WRITTEN REQUEST A: How many lines of the records below contain the string "hull"? Reply with the number alone.

════

Resolving a full URL from environment variables:

{
  "name":            "postgres_src",
  "connection_type": "database",
  "format":          "sql",
  "configure": {
    "url": "DC_POSTGRES_URL"
  },
  "secrets_ref": {
    "env": ["url"]
  }
}

Set DC_POSTGRES_URL=postgresql+psycopg2://realuser:realpass@host:5432/mydb in your environment. DataCoolie replaces configure.url at runtime.

Dataflow source block:

"source": {
  "connection_name":   "postgres_src",
  "schema_name":       "public",
  "table":             "orders",
  "watermark_columns": ["updated_at"]
}

schema_name maps to the SQL schema, table to the SQL table name.

Query mode¶

When the source is a SQL query, use source.query instead of source.table:

"source": {
  "connection_name":   "postgres_src",
  "query":             "SELECT * FROM sales.orders WHERE status = 'OPEN'",
  "watermark_columns": ["updated_at"]
}

If watermark_columns are set, DataCoolie wraps the query as a subquery and applies the watermark filter outside it.

REST API source¶

Use when reading from a paginated REST API.

{
  "name":            "orders_api",
  "connection_type": "api",
  "format":          "api",
  "configure": {
    "base_url":        "https://api.example.com/v1",
    "auth_type":       "bearer",
    "auth_token":      "DC_ORDERS_API_TOKEN",
    "timeout":         30,
    "default_headers": { "Accept": "application/json" }
  },
  "secrets_ref": {
    "env": ["auth_token"]
  }
}

Put request shape and pagination on the source, not on the connection:

"source": {
  "connection_name":   "orders_api",
  "table":             "orders",
  "watermark_columns": ["updated_at"],
  "configure": {
    "endpoint":        "/orders",
    "method":          "GET",
    "params":          { "status": "open" },
    "pagination_type": "offset",
    "page_size":       200,
    "total_path":      "meta.total",
    "data_path":       "data.items"
  }
}

Connection-level key	Purpose
`base_url`	Required root URL
`auth_type`	`bearer`, `basic`, `api_key`, `oauth2_client_credentials`, `aws_sigv4`
`auth_token` / `username` / `password` / `api_key_*`	Auth credentials
`token_url`, `client_id`, `client_secret`	OAuth2 client-credentials flow
`default_headers`, `timeout`	Shared request defaults

Source-level key	Purpose
`endpoint`	Path appended to `base_url`
`method`, `params`, `body`	Request shape
`pagination_type`	`offset`, `cursor`, or `next_link`
`page_size`, `max_pages`, `data_path`	Response traversal and size
`total_path`, `offset_max_workers`	Parallel offset pagination
`rate_limit_delay`, `max_retries`	Backoff behavior

Watermark push-down for APIs¶

Instead of filtering only after the response arrives, DataCoolie can inject the last saved watermark into request params or body:

"source": {
  "connection_name":   "orders_api",
  "watermark_columns": ["updated_at"],
  "configure": {
    "endpoint":                 "/orders",
    "watermark_param_mapping":  { "updated_at": "updated_since" },
    "watermark_to_param":       "updated_before",
    "watermark_param_location": "params",
    "watermark_param_format":   "iso"

════

WRITTEN REQUEST B: Duplicate the passage on source configuration above, everything from "If watermark_columns are" down to "paginated REST API.", without changing a character.

Records from a point annotation dataset:

════

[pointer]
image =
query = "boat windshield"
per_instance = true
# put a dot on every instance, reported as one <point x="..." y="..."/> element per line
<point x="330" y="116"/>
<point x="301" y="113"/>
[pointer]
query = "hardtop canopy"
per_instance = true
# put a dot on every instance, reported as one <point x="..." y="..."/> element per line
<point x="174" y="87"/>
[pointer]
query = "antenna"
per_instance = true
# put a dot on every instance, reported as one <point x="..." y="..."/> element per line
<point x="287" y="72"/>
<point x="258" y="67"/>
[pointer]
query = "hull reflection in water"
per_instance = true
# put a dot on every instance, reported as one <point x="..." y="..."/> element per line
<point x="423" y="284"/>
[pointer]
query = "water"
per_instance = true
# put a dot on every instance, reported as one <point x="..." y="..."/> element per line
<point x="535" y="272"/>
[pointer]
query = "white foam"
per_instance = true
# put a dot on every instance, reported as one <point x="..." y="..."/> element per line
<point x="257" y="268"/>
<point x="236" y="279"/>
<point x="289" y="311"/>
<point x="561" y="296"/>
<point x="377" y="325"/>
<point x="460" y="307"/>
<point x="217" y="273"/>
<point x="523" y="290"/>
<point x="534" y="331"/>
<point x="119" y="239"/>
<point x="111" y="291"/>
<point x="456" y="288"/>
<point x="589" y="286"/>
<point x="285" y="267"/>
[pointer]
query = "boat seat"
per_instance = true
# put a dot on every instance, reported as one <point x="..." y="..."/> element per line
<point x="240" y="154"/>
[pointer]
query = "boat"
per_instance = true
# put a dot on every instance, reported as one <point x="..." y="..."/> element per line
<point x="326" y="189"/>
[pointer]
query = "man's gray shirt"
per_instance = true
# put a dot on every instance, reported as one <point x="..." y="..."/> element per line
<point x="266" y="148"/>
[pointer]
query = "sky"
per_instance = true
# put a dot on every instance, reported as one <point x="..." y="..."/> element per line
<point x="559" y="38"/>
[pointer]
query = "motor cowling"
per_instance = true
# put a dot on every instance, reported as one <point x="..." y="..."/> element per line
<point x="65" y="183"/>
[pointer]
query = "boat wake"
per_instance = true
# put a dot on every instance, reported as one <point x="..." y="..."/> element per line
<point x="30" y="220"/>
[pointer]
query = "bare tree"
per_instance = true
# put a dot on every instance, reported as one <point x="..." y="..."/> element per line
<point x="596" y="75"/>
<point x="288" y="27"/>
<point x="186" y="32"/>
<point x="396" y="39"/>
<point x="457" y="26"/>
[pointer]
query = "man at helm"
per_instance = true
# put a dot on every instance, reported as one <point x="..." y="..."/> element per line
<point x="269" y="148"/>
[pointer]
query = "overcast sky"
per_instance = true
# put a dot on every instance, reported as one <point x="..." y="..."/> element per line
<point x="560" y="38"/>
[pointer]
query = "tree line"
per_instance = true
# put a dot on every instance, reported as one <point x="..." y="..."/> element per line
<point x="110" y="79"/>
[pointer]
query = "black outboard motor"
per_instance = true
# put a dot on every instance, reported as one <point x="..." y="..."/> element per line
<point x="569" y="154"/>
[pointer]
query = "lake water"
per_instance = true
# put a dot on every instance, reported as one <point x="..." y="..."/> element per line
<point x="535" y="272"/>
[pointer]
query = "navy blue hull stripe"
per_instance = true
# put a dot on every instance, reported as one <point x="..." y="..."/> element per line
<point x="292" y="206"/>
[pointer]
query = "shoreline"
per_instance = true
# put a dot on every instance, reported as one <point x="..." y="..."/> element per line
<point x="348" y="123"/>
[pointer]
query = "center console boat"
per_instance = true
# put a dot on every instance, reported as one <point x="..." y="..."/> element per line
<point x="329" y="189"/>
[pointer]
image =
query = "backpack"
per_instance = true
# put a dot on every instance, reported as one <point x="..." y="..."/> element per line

════

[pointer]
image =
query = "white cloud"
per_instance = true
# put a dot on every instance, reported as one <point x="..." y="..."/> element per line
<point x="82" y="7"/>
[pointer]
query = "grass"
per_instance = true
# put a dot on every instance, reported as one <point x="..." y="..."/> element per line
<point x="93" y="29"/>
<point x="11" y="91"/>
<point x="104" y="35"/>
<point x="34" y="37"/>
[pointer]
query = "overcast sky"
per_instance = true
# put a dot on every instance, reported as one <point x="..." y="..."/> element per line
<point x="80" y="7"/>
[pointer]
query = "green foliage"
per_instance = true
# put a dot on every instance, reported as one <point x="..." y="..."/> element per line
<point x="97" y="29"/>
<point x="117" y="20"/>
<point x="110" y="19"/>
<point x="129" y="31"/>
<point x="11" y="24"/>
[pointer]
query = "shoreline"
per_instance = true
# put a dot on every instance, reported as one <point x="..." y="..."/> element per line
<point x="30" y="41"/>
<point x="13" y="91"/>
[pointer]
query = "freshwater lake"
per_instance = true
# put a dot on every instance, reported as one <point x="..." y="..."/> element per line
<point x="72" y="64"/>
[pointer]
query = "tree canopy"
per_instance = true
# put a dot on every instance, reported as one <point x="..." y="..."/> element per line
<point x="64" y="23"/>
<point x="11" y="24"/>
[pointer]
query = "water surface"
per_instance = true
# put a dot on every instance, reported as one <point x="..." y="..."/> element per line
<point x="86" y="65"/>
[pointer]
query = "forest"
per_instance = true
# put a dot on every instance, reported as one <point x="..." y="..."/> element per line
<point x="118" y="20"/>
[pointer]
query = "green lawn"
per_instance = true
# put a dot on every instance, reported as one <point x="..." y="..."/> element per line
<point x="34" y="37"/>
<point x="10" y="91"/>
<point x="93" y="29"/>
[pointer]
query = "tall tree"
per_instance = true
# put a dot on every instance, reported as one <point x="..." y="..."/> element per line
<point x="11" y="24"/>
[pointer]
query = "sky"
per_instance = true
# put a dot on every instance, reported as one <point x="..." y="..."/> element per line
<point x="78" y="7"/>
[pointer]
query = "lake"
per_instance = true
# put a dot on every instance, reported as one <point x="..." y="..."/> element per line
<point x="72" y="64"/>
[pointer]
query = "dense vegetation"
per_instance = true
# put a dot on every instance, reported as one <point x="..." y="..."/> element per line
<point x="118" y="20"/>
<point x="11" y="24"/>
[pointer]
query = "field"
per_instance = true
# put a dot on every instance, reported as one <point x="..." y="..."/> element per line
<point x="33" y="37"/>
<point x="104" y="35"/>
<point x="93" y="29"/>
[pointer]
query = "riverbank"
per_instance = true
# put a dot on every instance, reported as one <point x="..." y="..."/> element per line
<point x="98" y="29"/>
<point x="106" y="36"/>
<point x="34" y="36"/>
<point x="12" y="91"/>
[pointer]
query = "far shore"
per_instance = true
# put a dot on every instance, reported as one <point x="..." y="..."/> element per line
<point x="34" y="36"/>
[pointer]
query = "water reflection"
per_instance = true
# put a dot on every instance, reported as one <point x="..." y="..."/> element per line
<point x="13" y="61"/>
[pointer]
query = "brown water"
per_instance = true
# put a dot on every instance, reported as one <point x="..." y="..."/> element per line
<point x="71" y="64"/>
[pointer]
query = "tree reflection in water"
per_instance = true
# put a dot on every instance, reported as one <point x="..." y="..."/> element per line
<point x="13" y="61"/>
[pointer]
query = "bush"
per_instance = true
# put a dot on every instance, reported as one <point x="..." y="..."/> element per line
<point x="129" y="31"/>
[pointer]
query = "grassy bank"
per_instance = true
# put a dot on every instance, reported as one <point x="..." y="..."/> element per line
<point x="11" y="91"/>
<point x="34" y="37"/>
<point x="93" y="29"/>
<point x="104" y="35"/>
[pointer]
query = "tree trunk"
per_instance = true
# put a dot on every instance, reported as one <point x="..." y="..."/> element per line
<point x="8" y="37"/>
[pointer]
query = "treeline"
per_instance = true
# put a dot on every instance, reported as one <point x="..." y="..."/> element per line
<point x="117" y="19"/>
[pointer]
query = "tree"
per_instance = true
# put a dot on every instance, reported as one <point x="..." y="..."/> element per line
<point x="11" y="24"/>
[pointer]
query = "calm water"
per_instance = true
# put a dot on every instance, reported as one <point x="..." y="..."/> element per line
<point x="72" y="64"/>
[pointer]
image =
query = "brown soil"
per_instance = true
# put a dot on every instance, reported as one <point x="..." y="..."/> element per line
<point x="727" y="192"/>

════

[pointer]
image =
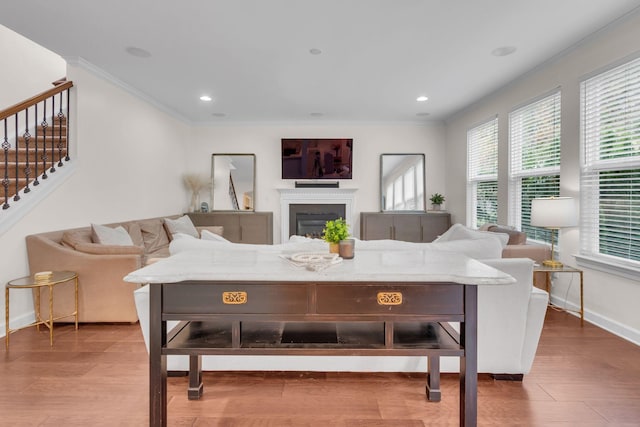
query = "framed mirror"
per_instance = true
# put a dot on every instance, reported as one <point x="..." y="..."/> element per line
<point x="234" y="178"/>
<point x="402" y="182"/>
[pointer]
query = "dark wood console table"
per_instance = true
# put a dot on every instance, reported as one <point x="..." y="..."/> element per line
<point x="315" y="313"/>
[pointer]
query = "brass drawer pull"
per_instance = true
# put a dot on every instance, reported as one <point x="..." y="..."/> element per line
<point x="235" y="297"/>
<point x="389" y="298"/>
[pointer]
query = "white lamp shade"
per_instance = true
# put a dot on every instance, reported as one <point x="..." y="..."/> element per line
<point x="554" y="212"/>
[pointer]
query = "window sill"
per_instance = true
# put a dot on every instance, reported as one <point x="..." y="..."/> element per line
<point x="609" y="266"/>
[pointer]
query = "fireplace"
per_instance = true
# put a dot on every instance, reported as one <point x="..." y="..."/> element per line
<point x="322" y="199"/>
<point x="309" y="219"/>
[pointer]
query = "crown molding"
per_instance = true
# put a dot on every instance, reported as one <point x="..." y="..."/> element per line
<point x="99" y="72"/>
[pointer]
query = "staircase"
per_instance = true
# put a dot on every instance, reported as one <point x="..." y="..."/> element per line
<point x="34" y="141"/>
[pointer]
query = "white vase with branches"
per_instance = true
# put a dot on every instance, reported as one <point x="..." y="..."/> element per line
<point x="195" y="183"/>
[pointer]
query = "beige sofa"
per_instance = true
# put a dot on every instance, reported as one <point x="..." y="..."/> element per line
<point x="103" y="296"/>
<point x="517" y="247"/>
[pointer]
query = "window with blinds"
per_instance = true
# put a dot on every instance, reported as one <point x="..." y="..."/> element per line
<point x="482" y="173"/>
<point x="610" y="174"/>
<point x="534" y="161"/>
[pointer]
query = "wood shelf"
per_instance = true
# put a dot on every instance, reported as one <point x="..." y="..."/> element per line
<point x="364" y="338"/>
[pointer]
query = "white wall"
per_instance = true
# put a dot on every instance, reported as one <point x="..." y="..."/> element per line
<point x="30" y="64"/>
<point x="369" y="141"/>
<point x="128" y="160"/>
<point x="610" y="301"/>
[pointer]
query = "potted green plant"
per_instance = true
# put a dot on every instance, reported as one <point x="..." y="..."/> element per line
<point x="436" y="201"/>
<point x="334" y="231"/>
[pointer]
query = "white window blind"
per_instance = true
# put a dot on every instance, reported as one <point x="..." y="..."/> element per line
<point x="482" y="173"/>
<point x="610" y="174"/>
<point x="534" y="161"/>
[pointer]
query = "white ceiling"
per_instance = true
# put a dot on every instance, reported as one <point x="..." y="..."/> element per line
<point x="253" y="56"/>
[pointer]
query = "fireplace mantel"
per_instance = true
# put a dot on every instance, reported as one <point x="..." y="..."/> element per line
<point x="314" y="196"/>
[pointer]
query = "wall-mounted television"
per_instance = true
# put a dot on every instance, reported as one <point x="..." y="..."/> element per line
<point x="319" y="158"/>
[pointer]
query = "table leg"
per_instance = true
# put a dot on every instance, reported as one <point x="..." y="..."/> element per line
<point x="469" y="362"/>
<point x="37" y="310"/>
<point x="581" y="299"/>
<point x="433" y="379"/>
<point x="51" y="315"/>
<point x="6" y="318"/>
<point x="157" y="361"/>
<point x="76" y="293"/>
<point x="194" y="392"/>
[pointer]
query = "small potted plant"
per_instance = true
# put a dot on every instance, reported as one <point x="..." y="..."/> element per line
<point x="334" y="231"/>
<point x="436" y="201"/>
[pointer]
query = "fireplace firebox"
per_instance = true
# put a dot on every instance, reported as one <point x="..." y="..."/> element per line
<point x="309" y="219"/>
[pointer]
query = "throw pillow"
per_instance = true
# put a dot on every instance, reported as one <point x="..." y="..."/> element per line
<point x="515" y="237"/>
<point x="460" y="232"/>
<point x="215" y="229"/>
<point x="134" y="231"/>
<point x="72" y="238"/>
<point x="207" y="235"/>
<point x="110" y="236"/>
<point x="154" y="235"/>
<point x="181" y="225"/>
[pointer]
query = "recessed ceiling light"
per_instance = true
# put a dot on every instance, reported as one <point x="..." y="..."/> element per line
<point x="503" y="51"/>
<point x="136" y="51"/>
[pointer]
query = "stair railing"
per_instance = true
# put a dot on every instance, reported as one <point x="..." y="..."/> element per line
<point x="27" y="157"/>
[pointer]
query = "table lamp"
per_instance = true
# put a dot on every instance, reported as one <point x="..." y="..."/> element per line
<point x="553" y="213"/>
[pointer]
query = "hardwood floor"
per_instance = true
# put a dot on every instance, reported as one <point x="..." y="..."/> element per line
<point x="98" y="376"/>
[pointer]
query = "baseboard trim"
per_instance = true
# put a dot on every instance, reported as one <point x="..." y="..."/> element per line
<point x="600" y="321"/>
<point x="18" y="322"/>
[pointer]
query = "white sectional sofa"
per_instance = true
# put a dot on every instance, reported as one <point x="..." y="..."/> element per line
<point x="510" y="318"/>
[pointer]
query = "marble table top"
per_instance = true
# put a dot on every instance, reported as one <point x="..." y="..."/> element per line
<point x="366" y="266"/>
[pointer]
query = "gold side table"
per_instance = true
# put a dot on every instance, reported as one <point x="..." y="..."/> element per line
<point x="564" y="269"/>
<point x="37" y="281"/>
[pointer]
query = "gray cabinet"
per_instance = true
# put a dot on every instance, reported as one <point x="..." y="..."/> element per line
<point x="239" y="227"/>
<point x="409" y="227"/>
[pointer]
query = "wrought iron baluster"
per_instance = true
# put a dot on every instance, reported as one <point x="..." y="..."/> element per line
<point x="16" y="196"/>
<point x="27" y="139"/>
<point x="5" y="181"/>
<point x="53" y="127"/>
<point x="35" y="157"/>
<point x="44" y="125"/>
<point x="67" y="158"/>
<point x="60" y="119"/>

════

FULL ANSWER A: 2

FULL ANSWER B:
If watermark_columns are set, DataCoolie wraps the query as a subquery and applies the watermark filter outside it.

REST API source¶

Use when reading from a paginated REST API.